Short task — Retype the entries below word for word, from the line containing "ruin you can find." through the final line of the entries.

Records provided —
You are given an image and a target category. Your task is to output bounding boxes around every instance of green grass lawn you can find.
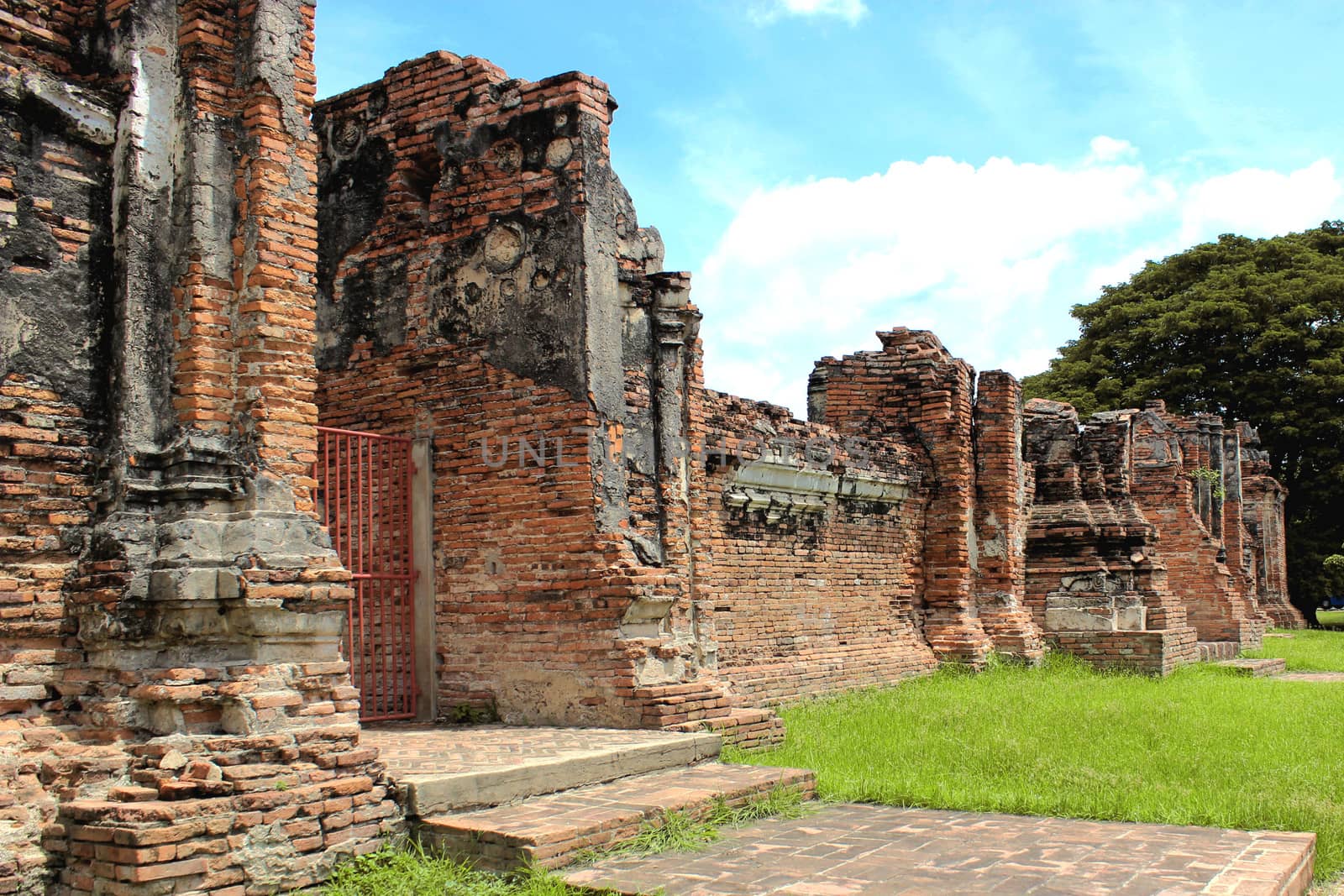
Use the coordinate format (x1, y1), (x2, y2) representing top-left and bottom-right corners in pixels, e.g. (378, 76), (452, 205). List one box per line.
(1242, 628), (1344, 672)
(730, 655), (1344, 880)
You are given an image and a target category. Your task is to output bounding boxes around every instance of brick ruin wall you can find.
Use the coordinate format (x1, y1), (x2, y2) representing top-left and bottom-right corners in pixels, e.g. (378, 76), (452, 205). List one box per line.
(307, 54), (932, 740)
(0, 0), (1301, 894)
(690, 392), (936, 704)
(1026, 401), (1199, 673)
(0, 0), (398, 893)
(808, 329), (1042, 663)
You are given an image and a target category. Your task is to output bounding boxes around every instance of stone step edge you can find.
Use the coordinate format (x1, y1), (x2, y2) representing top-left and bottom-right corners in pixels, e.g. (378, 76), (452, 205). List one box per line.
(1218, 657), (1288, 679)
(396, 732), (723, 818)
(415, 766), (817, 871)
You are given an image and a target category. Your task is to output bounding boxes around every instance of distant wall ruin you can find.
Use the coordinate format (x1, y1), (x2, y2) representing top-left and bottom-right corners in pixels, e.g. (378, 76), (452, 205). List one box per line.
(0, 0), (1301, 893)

Correct result —
You are given an image and a target category. Your task is to output bounding boxes around every instance of distant wall ruin you can find.
Use the coordinate format (x1, y1), (x2, y2) representing top-left and bottom-right corners in pixels, e.g. (378, 76), (452, 205). List one box per line.
(0, 0), (1301, 893)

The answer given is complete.